#### Work to be completed
Arrange the stretch of lines below, from the line containing "Target: man in dark pants" through the line containing "column 198, row 63", as a two-column CSV headed text and answer. Give each text and its answer as one row, with each value in a single quoted field and its line breaks replaced by spaces.

#### Listing
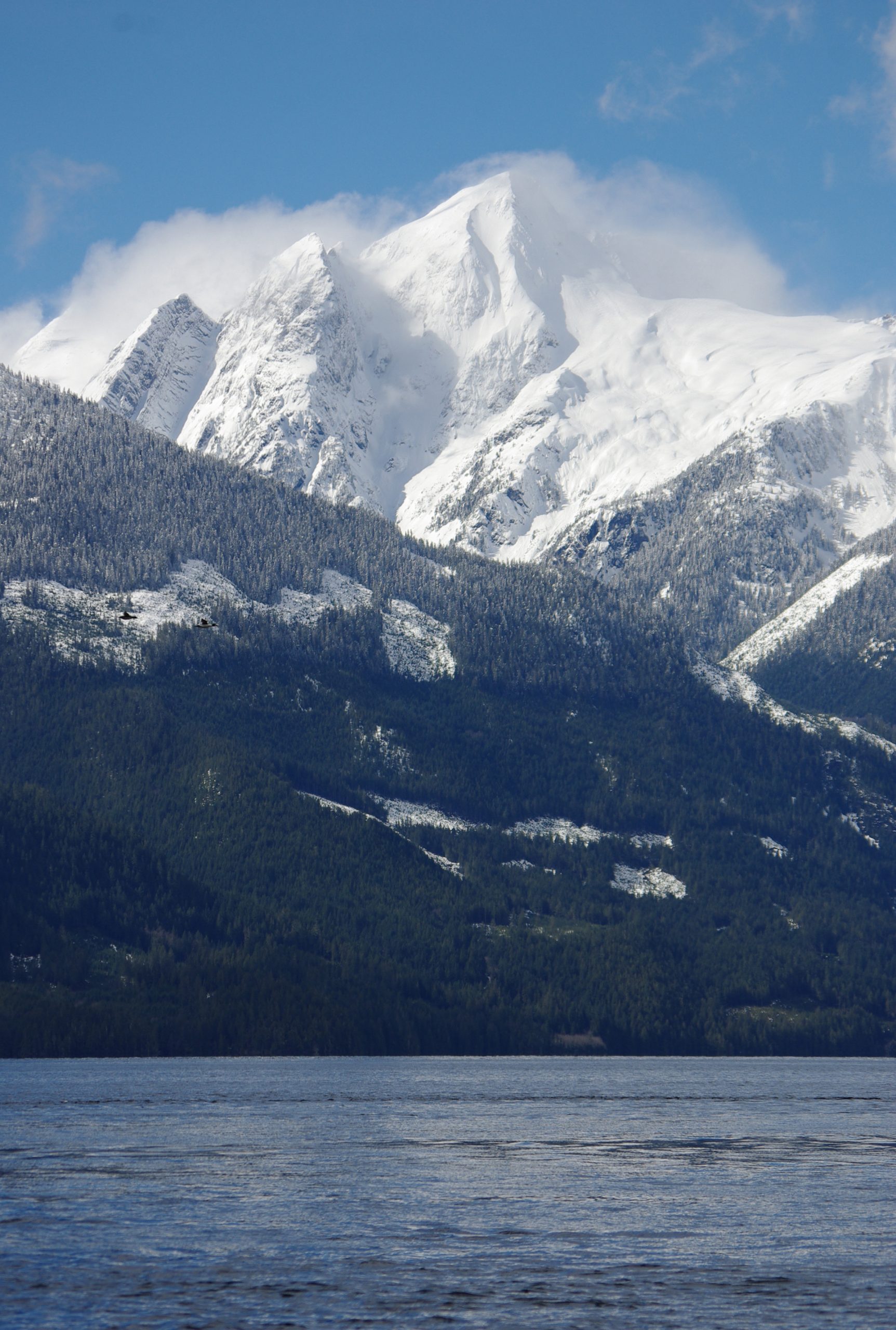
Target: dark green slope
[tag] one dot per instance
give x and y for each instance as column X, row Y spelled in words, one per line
column 184, row 897
column 845, row 661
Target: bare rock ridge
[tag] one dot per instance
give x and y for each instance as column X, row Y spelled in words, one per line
column 488, row 374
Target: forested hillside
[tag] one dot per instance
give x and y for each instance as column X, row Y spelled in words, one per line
column 276, row 835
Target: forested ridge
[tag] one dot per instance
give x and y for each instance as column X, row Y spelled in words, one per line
column 169, row 884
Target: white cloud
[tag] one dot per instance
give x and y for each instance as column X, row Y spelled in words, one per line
column 672, row 233
column 49, row 183
column 653, row 91
column 886, row 51
column 213, row 258
column 673, row 236
column 797, row 14
column 18, row 324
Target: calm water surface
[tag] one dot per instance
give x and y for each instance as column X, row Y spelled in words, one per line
column 421, row 1192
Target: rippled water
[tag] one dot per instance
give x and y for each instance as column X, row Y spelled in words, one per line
column 499, row 1192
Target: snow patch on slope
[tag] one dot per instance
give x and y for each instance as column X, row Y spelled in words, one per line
column 647, row 882
column 417, row 644
column 804, row 611
column 561, row 829
column 87, row 626
column 402, row 813
column 737, row 687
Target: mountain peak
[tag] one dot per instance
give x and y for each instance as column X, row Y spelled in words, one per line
column 157, row 373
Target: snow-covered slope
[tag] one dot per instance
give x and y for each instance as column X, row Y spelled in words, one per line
column 156, row 376
column 488, row 374
column 797, row 618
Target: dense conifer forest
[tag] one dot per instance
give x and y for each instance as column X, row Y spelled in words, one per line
column 181, row 870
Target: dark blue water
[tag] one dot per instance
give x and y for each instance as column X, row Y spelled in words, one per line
column 436, row 1192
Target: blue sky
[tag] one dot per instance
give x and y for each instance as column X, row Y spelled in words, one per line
column 781, row 116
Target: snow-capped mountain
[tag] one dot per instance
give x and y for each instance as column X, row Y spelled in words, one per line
column 488, row 374
column 156, row 376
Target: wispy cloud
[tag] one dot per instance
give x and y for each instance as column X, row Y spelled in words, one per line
column 653, row 91
column 795, row 14
column 875, row 101
column 49, row 184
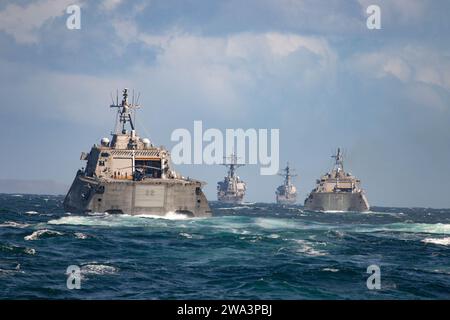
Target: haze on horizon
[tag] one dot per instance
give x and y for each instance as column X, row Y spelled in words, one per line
column 309, row 68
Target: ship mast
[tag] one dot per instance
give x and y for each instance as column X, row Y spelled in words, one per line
column 232, row 165
column 287, row 175
column 125, row 112
column 339, row 161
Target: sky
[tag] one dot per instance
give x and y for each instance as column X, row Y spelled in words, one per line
column 310, row 68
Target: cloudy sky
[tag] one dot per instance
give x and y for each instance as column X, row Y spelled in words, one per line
column 310, row 68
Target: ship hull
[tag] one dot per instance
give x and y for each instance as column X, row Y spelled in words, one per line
column 330, row 201
column 230, row 199
column 153, row 196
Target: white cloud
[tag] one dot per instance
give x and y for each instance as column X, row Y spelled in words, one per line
column 24, row 22
column 408, row 64
column 110, row 4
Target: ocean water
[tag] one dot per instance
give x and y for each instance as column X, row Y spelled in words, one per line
column 251, row 251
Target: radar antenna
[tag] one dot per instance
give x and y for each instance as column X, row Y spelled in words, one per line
column 338, row 160
column 286, row 173
column 125, row 112
column 232, row 164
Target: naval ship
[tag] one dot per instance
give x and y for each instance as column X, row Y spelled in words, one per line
column 337, row 191
column 286, row 193
column 232, row 188
column 129, row 175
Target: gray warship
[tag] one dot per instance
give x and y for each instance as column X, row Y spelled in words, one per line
column 286, row 193
column 129, row 175
column 337, row 191
column 232, row 188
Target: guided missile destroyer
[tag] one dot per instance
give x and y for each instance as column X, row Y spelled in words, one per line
column 286, row 193
column 337, row 191
column 130, row 175
column 232, row 188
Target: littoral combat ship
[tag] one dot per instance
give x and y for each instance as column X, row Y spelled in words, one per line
column 232, row 188
column 286, row 193
column 337, row 191
column 129, row 175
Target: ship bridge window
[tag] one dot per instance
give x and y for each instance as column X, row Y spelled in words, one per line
column 149, row 168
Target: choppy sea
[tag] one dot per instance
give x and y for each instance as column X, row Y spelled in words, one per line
column 251, row 251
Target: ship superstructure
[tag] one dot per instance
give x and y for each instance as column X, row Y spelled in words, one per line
column 132, row 176
column 232, row 188
column 337, row 190
column 286, row 193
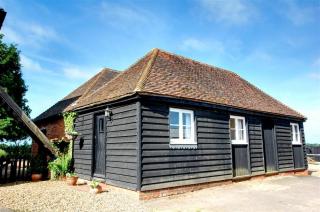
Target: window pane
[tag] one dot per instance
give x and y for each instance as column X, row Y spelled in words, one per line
column 101, row 125
column 240, row 124
column 174, row 118
column 233, row 134
column 186, row 132
column 186, row 119
column 174, row 131
column 232, row 123
column 297, row 137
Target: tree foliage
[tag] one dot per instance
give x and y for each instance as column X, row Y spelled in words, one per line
column 11, row 80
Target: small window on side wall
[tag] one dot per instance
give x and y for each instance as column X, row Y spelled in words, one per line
column 238, row 132
column 181, row 126
column 295, row 133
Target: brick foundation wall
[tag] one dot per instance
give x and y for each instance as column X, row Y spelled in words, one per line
column 147, row 195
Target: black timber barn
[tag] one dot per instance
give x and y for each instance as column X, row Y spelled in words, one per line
column 169, row 121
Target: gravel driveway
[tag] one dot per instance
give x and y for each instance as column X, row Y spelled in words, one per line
column 290, row 193
column 57, row 196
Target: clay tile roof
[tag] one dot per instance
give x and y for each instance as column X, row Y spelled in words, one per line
column 86, row 88
column 166, row 74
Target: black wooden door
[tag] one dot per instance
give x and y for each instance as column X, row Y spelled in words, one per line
column 240, row 160
column 270, row 156
column 298, row 156
column 99, row 158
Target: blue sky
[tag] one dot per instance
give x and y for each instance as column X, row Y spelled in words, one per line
column 272, row 44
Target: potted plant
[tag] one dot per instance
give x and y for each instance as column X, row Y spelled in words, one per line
column 95, row 187
column 72, row 178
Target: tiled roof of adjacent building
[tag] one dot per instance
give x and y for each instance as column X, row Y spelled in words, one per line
column 85, row 89
column 165, row 74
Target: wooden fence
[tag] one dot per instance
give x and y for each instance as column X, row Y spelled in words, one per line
column 14, row 169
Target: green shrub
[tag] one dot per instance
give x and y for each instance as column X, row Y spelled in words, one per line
column 94, row 184
column 3, row 153
column 13, row 151
column 69, row 118
column 71, row 174
column 60, row 166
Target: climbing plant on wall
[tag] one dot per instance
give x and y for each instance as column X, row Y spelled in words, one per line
column 69, row 118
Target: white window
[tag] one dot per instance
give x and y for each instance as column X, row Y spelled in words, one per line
column 181, row 126
column 238, row 131
column 295, row 133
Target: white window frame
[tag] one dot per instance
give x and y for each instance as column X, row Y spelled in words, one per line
column 237, row 141
column 180, row 140
column 294, row 141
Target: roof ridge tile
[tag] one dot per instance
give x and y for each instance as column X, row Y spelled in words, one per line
column 146, row 71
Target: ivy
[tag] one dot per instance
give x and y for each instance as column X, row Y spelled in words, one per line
column 69, row 118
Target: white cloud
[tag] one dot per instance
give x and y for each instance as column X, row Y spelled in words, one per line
column 258, row 56
column 29, row 33
column 312, row 124
column 11, row 35
column 234, row 12
column 298, row 14
column 314, row 75
column 193, row 44
column 30, row 65
column 202, row 45
column 76, row 73
column 119, row 15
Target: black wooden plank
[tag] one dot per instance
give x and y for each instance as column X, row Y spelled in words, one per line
column 189, row 170
column 184, row 158
column 159, row 166
column 171, row 178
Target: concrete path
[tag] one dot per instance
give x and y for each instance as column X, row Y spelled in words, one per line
column 290, row 193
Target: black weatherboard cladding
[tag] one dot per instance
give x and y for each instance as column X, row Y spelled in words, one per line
column 83, row 145
column 161, row 167
column 164, row 167
column 121, row 143
column 121, row 147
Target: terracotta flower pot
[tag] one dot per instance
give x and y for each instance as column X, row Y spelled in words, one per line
column 96, row 190
column 36, row 177
column 72, row 180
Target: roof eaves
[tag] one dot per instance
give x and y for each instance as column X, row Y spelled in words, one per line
column 225, row 105
column 104, row 101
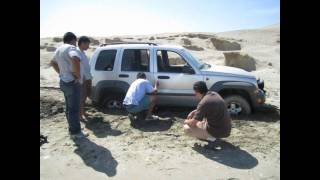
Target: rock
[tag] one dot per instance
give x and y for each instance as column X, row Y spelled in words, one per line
column 240, row 60
column 194, row 48
column 51, row 49
column 225, row 45
column 94, row 41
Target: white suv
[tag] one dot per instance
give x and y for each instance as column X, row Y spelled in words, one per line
column 115, row 66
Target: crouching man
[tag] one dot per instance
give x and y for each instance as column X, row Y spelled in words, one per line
column 136, row 99
column 211, row 119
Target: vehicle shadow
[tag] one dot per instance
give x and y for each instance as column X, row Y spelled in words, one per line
column 99, row 127
column 265, row 113
column 95, row 156
column 229, row 155
column 156, row 125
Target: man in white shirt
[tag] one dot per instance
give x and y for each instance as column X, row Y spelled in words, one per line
column 83, row 45
column 66, row 62
column 136, row 99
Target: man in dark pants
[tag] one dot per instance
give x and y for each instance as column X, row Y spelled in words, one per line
column 66, row 62
column 211, row 119
column 137, row 100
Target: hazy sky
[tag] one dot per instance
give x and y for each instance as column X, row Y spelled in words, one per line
column 137, row 17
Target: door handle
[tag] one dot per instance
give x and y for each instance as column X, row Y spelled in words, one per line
column 123, row 75
column 163, row 77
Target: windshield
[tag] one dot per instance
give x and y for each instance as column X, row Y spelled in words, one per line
column 198, row 63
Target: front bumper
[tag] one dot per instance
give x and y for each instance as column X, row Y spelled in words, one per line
column 259, row 94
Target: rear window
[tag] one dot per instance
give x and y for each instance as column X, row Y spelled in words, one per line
column 105, row 61
column 135, row 60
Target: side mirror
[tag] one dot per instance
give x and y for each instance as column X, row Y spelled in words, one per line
column 188, row 70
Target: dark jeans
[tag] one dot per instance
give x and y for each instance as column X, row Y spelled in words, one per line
column 71, row 92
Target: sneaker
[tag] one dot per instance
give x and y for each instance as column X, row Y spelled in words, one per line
column 79, row 135
column 152, row 117
column 213, row 146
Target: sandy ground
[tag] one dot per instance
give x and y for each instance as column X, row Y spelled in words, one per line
column 114, row 150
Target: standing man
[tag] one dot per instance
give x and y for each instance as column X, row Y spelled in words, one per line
column 211, row 119
column 83, row 45
column 66, row 62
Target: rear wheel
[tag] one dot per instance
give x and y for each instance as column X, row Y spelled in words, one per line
column 113, row 101
column 237, row 105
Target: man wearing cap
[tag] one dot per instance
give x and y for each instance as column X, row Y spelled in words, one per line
column 66, row 62
column 211, row 119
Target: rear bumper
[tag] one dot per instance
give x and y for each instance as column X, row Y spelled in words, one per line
column 259, row 98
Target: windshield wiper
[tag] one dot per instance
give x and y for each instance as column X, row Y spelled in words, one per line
column 203, row 64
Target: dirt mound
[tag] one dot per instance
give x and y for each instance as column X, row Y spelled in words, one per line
column 186, row 41
column 114, row 40
column 194, row 48
column 170, row 38
column 51, row 49
column 225, row 45
column 200, row 36
column 240, row 60
column 94, row 41
column 57, row 39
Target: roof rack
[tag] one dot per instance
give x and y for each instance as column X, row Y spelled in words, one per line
column 114, row 43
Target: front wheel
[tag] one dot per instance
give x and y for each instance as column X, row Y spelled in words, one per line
column 237, row 105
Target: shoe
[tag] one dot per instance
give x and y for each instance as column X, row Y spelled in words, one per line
column 152, row 117
column 79, row 135
column 212, row 146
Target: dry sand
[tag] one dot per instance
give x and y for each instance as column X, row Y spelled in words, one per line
column 114, row 150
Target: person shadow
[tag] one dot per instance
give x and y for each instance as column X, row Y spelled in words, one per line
column 96, row 157
column 99, row 127
column 228, row 155
column 156, row 125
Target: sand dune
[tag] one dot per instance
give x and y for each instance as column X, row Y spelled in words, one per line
column 160, row 150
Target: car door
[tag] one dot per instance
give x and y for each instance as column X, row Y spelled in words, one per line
column 176, row 77
column 133, row 61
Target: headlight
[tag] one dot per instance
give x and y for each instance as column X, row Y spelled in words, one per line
column 260, row 84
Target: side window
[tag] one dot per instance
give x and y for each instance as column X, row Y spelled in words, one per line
column 105, row 61
column 135, row 60
column 169, row 61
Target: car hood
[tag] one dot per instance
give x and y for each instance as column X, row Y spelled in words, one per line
column 227, row 71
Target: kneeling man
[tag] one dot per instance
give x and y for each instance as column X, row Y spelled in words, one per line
column 211, row 119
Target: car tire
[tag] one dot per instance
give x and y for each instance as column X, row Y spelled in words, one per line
column 112, row 101
column 237, row 105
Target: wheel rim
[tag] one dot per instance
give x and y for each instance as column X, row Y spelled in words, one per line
column 113, row 104
column 234, row 108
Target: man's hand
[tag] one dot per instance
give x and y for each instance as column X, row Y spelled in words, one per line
column 191, row 122
column 191, row 114
column 75, row 67
column 55, row 66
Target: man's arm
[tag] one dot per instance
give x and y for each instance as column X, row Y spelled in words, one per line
column 191, row 122
column 155, row 89
column 55, row 66
column 75, row 66
column 191, row 114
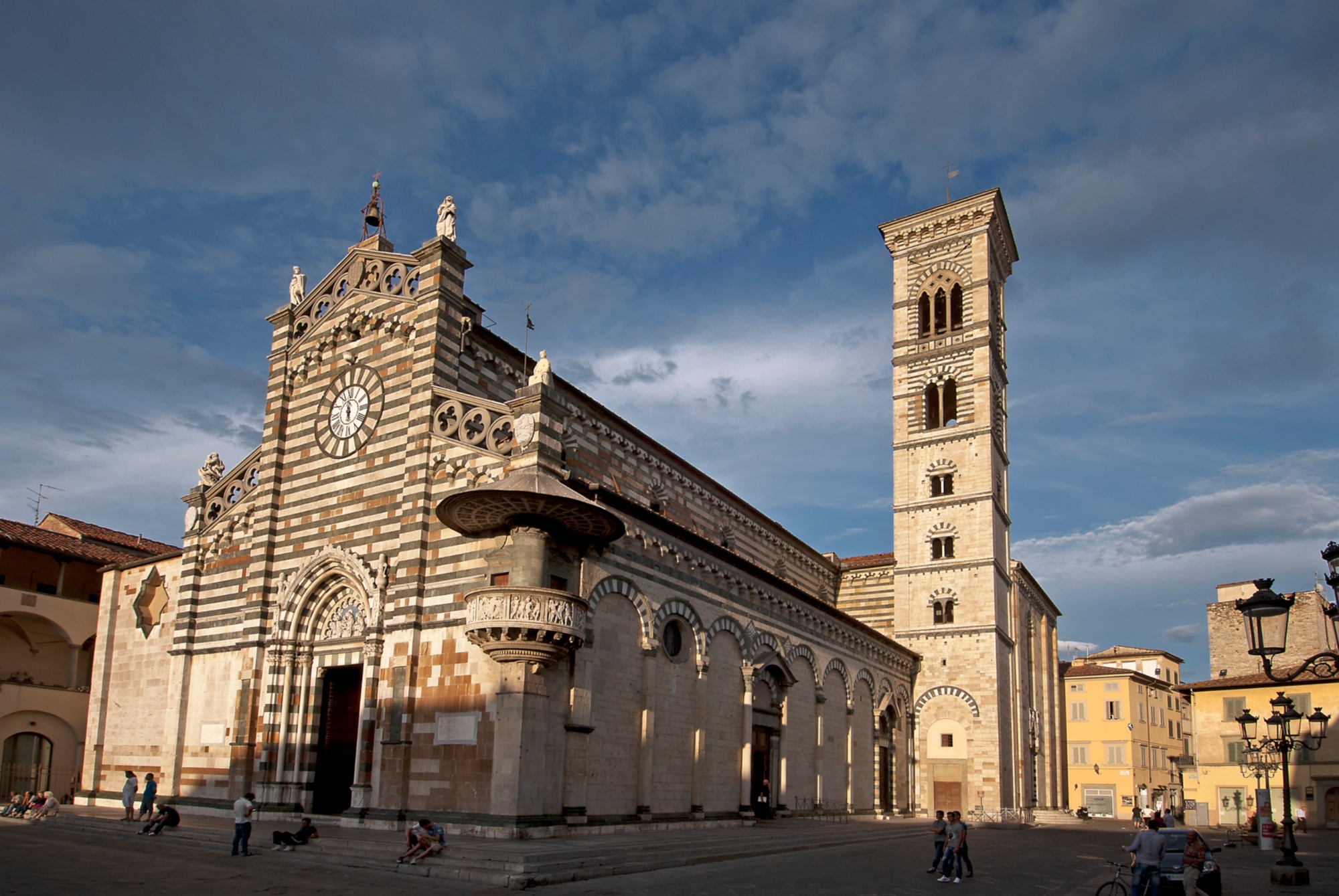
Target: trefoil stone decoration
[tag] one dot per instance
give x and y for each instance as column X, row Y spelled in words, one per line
column 526, row 625
column 345, row 620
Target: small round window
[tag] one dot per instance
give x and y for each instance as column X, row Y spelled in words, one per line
column 672, row 637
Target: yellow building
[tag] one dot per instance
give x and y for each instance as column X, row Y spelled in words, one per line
column 1220, row 792
column 1124, row 731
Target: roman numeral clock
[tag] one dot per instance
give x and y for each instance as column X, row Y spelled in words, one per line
column 349, row 412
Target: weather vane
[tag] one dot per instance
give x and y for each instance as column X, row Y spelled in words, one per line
column 374, row 214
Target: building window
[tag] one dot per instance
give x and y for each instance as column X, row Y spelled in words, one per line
column 942, row 404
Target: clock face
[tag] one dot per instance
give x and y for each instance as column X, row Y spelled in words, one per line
column 349, row 412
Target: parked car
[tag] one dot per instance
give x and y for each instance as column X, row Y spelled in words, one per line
column 1211, row 881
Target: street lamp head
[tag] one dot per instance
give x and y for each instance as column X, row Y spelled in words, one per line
column 1249, row 725
column 1330, row 554
column 1266, row 616
column 1318, row 721
column 1294, row 720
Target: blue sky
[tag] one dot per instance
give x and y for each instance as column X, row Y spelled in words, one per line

#### The solution
text,answer
"Target: man in dark pants [tag] one dot per instance give x and y for each instance as column X, row Y spelled in words, one per line","column 66, row 62 column 211, row 119 column 137, row 100"
"Target: hazy sky [tag] one dot per instance give x and y for each instance as column X, row Y spelled in words, one per line","column 137, row 17"
"Target: door handle [tag] one dot per instance give x and y for each instance as column X, row Y spelled in words, one per line","column 123, row 75 column 163, row 77"
"Target: windshield [tag] one dot per instance give x and y for each instance as column X, row Y spelled in words, one per line","column 198, row 63"